> [JOB]: Rewrite all the items below with "Positions" replaced by "Coordinates" and everything else unchanged, leaving out the pictures.

—————

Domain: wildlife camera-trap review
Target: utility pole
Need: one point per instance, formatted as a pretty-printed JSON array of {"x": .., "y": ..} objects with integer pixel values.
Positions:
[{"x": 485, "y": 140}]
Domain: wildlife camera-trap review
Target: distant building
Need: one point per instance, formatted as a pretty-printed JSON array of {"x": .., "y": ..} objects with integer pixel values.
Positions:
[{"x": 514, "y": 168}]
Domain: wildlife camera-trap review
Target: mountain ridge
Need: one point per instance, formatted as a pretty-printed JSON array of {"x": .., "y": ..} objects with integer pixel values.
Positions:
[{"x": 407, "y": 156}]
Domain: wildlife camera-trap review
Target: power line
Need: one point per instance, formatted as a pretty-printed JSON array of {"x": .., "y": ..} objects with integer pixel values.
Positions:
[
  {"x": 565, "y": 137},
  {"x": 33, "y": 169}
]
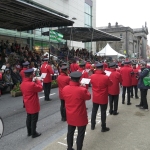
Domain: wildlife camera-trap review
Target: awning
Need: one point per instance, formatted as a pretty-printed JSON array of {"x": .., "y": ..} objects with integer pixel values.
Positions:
[
  {"x": 85, "y": 34},
  {"x": 20, "y": 15}
]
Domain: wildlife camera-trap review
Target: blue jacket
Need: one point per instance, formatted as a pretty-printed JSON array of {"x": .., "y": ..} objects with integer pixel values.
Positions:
[{"x": 143, "y": 74}]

—————

> [REPLY]:
Domain: wildlife camera-trap review
Target: utility pole
Need: one point per instance, formatted as a pretty-printed JSON array of {"x": .., "y": ..} objects with integer pixel values.
Coordinates:
[{"x": 485, "y": 140}]
Domain: wildlife camera-trap review
Target: distant building
Need: one point per instance, formatted as a pretty-printed JSON array of {"x": .., "y": ..} objects with integer pixel values.
Coordinates:
[{"x": 514, "y": 168}]
Domain: wildlife camera-trap review
Target: mountain ridge
Need: one point per instance, formatted as a pretty-printed JSON array of {"x": .., "y": ..} objects with integer pixel values.
Coordinates:
[{"x": 407, "y": 156}]
Domain: wildlife camera-trap review
Target: power line
Need: one point per instance, formatted as a pretty-printed JSON array of {"x": .., "y": ..} objects with integer pixel values.
Coordinates:
[
  {"x": 565, "y": 137},
  {"x": 33, "y": 169}
]
Domain: wildlife camera-trap review
Target: awning
Need: one point per instance, formatted as a pretty-printed JSON array of {"x": .., "y": ..} objects with integer pixel values.
Coordinates:
[
  {"x": 85, "y": 34},
  {"x": 20, "y": 15}
]
Domain: wildlife camera-trap review
Target: blue jacket
Need: one point per instance, formatted as a pretty-printed JSON array of {"x": .., "y": ..} objects with integer pixel values.
Coordinates:
[{"x": 143, "y": 74}]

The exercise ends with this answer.